> Page text
━━━━━━━━━━━━━━━━
Madeline Albright, the former Secretary State, was one of the speakers. It’s not infrequently that I suffer from delayed intelligence. And during the brief Q&A following her talk that the syndrome hit me again: I didn’t think of asking the war question of someone who was pretty well qualified to address the issue until the opportunity was gone.
But during a break I did have the chance to pull Senator Gardner aside and ask him, “How much longer are we going to be fighting all these crazy wars?” I have a bit of an in with Cory; he and I served two years together in the Colorado House. “I’ve talked,” I told him, “with several other people here at the conference and we just don’t get the point of these endless wars.” Although I didn’t mention it to Cory, a couple of the people at the conference who agreed with me was a prominent Denver businessman who has made a fortune selling furniture and a Fountain rancher whose missing finger tip was mute testimony to his work around farm equipment.
“Spencer,” Cory responded, his face clouded over with its characteristic intensity, “if you knew what we know, what we hear about in our secret briefings here at the Capital” (he gestured vaguely to his left), “you would understand.”
No, I’m sorry, I don’t understand. Our government has had us continuously fighting wars for over 16 years and they can’t tell us “Why?” Preposterous is not a strong enough. Given the staggering costs in terms of broken bodies, minds, and families, inexcusable is probably more like it.
Unfortunately, however, the hits just kept on coming.
On the next day, we were addressed by the South Korean Ambassador to the U.S., Awn Ho-young. He touted, of course, the warm relationship between his country and the U.S. He highlighted the bloody price American G.I.s played in saving his country from communist aggression when the North swarmed across the 38th parallel in 1950. “When we were invaded,” said the Ambassador, “we were the poorest country in the world. We badly needed your help.”
It got creepy, therefore, when Mr. Ho-young to told us how important it is that the close military ties between his country and the U.S. be continued.
“Now,” he boasted, apparently not recognizing how weird his argument was, “South Korea’s GDP is just behind Japan’s-and we’re gaining on them quickly.” But if that’s true, why do we still have nearly 30,000 troops in South Korea?
Is the ambassador anticipating a military confrontation with Japan? Hardly. It’s North Korea’s nut job dictator, Kim Jong-un, as we hear in the news almost daily, that’s rattling the saber. But by comparison with North Korea’s 90 pound weakling economy, South Korea’s is now a muscle bound Charles Atlas. And the same is true when you compare the two nations’ populations, military expenditures, and per capita GDPs.
━━━━━━━━━━━━━━━━
> Available data

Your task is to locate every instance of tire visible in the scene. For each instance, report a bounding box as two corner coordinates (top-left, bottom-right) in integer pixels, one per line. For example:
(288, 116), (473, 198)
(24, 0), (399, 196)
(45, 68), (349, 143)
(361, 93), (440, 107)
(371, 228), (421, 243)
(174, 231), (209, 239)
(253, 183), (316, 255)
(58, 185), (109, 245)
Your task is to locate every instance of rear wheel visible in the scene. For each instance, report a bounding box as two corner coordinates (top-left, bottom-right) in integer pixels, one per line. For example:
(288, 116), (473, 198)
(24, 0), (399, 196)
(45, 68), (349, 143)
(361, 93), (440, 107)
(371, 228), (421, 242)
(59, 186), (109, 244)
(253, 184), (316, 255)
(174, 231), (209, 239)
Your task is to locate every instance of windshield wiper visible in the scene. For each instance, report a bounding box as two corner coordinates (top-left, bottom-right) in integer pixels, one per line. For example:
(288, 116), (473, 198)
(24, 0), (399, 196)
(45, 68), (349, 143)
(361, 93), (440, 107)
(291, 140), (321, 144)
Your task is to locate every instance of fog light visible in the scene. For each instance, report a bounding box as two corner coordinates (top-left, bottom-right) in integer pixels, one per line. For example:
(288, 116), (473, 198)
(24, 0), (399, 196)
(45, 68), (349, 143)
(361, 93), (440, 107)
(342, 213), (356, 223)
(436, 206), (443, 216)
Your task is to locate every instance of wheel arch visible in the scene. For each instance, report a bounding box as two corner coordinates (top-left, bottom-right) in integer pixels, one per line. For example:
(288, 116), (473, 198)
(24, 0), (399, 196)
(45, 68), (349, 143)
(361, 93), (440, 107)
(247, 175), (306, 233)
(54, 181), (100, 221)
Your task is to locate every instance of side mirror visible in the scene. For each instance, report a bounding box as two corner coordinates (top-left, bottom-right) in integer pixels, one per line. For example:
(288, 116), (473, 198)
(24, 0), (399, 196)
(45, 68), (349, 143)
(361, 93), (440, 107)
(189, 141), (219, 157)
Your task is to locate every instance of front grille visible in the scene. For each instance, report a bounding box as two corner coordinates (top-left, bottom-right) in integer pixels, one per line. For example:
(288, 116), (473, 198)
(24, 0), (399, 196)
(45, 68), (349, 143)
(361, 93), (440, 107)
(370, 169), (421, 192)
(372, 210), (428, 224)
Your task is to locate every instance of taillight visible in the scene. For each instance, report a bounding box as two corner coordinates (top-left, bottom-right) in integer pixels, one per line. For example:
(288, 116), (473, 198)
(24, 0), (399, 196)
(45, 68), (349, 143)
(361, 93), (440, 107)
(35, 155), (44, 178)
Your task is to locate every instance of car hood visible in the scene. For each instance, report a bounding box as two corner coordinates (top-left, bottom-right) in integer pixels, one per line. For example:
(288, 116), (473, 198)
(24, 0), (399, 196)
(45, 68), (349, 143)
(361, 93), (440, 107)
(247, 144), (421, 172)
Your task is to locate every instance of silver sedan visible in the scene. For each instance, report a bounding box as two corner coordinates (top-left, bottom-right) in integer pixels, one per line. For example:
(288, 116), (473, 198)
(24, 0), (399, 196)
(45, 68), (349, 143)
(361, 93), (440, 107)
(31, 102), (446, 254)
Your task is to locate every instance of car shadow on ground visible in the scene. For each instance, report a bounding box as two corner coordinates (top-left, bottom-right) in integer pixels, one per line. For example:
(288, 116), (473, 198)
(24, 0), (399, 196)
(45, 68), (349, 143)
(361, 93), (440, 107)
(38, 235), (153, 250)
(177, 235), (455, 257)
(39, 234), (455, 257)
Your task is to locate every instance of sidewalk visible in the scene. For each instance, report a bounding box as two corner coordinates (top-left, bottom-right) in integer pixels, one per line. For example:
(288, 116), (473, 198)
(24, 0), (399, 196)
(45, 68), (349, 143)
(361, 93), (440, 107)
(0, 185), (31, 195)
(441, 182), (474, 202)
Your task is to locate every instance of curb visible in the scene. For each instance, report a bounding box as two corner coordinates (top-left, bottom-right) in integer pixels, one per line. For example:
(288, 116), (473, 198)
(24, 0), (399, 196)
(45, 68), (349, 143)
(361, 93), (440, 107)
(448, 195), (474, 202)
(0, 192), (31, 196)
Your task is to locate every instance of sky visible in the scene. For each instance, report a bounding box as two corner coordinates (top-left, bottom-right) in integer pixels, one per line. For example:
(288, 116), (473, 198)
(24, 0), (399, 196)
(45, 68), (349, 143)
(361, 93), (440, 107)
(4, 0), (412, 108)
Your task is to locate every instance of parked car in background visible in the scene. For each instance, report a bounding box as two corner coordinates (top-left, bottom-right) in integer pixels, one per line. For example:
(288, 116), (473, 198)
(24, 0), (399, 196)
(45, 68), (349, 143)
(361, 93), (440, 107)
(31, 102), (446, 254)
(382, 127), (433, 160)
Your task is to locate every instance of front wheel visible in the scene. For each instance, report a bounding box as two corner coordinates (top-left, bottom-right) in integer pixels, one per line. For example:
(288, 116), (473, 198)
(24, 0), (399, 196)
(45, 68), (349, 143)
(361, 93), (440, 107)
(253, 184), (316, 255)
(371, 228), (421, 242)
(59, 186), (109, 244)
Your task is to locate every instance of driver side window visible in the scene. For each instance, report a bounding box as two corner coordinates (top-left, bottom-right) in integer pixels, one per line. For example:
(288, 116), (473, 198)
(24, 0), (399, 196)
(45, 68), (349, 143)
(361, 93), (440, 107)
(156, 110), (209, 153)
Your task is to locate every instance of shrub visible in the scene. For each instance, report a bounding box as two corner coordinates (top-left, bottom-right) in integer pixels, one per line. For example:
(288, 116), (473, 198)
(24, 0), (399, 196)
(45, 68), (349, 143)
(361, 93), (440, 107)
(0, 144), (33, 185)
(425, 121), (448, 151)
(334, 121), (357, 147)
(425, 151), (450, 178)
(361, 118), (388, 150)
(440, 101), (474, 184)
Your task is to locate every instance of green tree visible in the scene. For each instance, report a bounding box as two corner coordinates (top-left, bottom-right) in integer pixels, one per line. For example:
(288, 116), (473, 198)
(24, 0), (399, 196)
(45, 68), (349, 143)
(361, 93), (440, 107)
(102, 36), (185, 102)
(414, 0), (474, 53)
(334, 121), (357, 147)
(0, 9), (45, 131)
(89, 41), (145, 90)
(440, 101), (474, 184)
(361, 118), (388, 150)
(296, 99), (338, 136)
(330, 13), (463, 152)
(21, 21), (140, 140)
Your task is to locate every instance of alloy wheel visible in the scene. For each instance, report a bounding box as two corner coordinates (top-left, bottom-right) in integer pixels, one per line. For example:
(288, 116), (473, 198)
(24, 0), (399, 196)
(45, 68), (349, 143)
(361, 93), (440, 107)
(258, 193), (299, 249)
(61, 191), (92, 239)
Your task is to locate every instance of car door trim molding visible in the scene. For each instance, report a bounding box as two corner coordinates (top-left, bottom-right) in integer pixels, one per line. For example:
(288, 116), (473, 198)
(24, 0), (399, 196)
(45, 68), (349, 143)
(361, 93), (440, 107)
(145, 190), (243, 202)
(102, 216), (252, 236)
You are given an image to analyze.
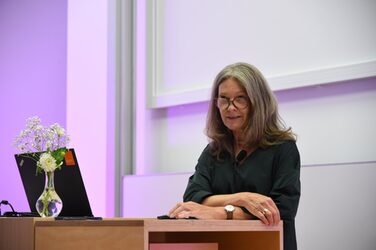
━━━━━━━━━━━━━━━━
> How to complete this task
Reproduce the conference passage above, everything from "Is the ambassador" down to "per capita GDPs.".

> Expected output
Is the ambassador anticipating a military confrontation with Japan? Hardly. It’s North Korea’s nut job dictator, Kim Jong-un, as we hear in the news almost daily, that’s rattling the saber. But by comparison with North Korea’s 90 pound weakling economy, South Korea’s is now a muscle bound Charles Atlas. And the same is true when you compare the two nations’ populations, military expenditures, and per capita GDPs.